EXTRACT TO READ
————————
# Replay in Aversive Environments - Sequenceness analysis

#### _This is a template that will be parameterised and run via [Papermill](http://papermill.readthedocs.io/) for each subject_

This notebook uses the classifer trained on the localiser data to detect spontaneous state reactivation during the planning and rest phases of the task.

Analysis steps:

1. Loading task data and classifier
2. Applying the classifer to the task data to generate time X state reactivation probabilities matrices
3. Running the GLM-based sequenceness estimation procedure using a sliding window approach

## Imports

In [None]:
import os
import sys
sys.path.insert(0, 'code')
import mne
import matplotlib.pyplot as plt
import numpy as np
from sklearn.externals import joblib
from state_prediction import *
from sequenceness import *
from utils import *
%matplotlib inline

np.random.seed(100)
————————
MATERIAL PROVIDED
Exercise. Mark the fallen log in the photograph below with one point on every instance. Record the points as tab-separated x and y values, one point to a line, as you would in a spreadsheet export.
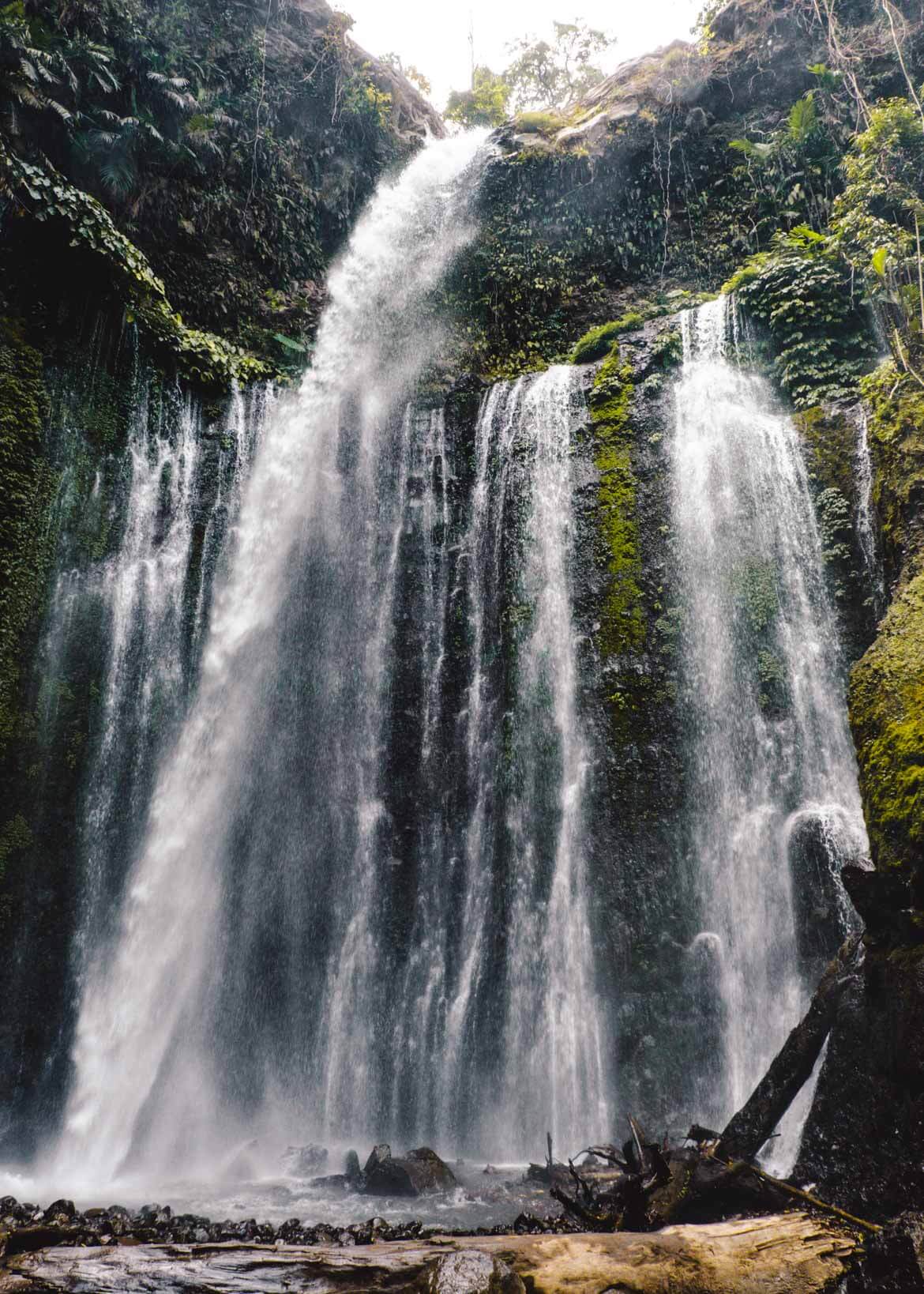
————————
EXERCISE TASK 1
Render the following sentence from the sequenceness analysis notebook into French: "This is a template that will be parameterised and run via Papermill for each subject"
EXERCISE TASK 2
Carry on with the sequenceness analysis notebook, picking up right after its final line of code.

REPLY 1
Il s'agit d'un modèle qui sera paramétré et exécuté via Papermill pour chaque sujet.

REPLY 2
## Parameters

In [None]:
# DEFAULT PARAMETERS - OVERRRIDEN BY PAPERMILL EXECUTION
session_id = '001'  # ID of the scanning session
output_dir = 'data/derivatives'  # Where the output data should go
window_width = 40  # Width of the sliding window used for sequenceness analysis
classifier_window = [5, 6] # Window used for classification
classifier_center_idx = 37  # The center index of the classification window, post stimulus onset
max_lag = 20  # Maximum time-lag to look at sequenceness for
correct_alpha = True  # Correct for alpha oscillations (only if using GLM)
glm_constant = False  # Use constant (only if using GLM)
method = 'cc'  # Method for assessing sequenceness, 'cc' for cross-correlation (e.g. Kurth-Nelson, Eldar), 'glm' for GLM (e.g. Liu)
scale_data = False  # Scale state reactivation probabilities prior to sequenceness analysis
n_stim = 14  # Number of stimuli

## State detection

### Load the classifier

First we load the classifier that we previously trained on the localiser data

In [None]:
clf = joblib.load(os.path.join(output_dir, 'classifier', 'classifier_idx_{0}'.format(classifier_center_idx + 50), 'sub-{0}_classifier_idx_{1}.pkl').format(session_id, classifier_center_idx + 50))

### Get the task data

We're interested in the planning and rest phases so we'll select these.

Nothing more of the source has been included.